*PROBLEM REQUIREMENTS*: Which lines of the material contain the word "below"? Show each one.
____ DATA FOR THIS TASK
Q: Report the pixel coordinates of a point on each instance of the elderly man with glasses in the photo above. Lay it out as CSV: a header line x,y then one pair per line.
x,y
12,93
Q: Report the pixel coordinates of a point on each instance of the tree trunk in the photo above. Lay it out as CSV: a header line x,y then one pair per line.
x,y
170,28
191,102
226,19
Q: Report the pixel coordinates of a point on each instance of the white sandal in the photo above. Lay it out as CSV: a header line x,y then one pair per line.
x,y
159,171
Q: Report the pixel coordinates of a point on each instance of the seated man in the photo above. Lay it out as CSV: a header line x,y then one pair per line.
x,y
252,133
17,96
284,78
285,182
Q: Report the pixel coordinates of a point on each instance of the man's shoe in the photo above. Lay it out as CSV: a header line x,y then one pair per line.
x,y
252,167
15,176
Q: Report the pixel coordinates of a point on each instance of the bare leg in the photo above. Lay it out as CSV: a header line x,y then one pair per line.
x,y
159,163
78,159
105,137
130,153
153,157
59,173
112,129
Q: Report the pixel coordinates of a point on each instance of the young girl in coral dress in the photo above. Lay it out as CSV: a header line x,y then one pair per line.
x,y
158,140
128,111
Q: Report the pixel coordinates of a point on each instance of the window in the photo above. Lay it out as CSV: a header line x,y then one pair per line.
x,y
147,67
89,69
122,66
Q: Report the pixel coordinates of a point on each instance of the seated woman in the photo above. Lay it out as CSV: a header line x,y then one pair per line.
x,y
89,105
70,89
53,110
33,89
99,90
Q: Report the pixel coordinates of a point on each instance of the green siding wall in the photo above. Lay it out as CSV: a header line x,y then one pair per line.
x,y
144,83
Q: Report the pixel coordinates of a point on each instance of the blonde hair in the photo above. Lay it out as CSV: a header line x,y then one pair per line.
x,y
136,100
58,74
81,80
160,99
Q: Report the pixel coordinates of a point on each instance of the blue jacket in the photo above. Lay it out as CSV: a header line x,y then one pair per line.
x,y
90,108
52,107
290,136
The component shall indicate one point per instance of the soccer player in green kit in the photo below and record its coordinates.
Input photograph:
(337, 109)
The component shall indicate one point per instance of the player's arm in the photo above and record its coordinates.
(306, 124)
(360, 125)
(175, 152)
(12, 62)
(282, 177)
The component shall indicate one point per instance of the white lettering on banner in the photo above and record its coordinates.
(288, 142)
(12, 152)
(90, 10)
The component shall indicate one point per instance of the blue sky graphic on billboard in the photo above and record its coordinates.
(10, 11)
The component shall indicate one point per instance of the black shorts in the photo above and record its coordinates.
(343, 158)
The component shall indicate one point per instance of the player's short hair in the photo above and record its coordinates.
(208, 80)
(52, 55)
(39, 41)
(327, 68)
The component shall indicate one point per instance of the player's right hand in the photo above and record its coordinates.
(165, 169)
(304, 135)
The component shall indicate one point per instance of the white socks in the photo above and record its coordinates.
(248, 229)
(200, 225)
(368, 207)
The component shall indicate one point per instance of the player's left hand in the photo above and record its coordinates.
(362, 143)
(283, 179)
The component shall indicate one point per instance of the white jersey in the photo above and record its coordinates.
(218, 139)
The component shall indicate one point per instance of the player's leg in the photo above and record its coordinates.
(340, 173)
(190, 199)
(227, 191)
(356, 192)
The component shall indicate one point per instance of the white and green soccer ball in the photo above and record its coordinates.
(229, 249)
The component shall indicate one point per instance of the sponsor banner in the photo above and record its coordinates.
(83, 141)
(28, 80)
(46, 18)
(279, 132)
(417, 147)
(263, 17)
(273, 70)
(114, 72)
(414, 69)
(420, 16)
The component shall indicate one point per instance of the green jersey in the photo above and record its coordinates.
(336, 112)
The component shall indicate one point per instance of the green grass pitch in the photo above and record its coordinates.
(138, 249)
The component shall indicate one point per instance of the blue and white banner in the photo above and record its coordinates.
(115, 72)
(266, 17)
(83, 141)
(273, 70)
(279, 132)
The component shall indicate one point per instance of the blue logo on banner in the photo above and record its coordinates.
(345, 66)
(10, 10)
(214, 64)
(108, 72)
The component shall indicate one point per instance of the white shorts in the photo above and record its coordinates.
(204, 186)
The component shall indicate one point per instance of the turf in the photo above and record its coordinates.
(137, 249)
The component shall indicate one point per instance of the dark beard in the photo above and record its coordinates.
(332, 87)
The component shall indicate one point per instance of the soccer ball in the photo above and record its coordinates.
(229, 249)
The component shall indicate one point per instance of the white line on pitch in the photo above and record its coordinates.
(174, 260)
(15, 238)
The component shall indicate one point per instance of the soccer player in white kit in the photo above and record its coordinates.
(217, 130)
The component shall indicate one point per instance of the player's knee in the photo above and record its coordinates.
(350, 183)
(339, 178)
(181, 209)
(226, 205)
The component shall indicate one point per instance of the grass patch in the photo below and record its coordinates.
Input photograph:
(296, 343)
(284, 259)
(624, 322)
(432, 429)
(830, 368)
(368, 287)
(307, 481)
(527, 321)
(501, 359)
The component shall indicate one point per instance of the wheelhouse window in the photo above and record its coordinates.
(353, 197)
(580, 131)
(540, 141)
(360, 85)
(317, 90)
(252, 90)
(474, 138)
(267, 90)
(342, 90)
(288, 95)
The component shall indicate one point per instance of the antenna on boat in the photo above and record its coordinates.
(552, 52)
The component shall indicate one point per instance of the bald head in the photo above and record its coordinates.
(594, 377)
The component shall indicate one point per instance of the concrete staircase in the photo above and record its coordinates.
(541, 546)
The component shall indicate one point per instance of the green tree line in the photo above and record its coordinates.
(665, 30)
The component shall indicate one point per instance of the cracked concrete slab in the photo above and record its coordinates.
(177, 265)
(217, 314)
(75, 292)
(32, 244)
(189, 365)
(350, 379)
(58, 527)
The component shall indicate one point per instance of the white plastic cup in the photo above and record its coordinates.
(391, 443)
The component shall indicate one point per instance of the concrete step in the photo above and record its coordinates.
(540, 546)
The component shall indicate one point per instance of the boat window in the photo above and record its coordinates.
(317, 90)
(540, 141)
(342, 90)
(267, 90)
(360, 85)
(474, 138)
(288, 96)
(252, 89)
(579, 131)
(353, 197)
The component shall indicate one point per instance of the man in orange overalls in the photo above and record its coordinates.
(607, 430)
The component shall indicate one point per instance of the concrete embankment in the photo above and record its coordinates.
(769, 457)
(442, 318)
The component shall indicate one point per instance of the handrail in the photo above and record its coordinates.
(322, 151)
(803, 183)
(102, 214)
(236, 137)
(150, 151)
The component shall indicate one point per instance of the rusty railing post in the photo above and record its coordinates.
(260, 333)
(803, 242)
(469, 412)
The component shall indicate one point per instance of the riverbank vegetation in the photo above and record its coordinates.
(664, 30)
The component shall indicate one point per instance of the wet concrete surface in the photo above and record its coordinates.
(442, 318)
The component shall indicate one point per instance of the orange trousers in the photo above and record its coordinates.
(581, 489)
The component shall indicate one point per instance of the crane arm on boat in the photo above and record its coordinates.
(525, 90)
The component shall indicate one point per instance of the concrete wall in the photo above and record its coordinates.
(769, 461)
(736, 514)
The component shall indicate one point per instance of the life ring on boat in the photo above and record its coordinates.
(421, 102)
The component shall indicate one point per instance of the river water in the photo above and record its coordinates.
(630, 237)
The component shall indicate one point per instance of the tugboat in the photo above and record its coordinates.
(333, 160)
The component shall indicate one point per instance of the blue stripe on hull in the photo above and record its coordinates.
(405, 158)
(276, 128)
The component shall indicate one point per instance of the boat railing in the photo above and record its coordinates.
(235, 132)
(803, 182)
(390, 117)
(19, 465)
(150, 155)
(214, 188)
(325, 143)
________
*RESULT FOR THIS EXERCISE*:
The component shall indicate one point per instance of the soccer player in green kit in the photo below and record its coordinates.
The component shall indicate one point per instance of the grass patch in the photo below and record its coordinates.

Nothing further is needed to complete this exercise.